*RECORDS FOR THIS EXERCISE:*
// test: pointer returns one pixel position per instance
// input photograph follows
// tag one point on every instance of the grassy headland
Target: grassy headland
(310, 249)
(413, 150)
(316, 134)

*EXERCISE INSTRUCTIONS:*
Restate the records, all of them, precisely as written.

*YOUR SOLUTION:*
// test: pointer returns one pixel position per instance
// input photograph follows
// tag one point on every instance of the grassy headland
Target: grassy headland
(310, 249)
(413, 150)
(316, 134)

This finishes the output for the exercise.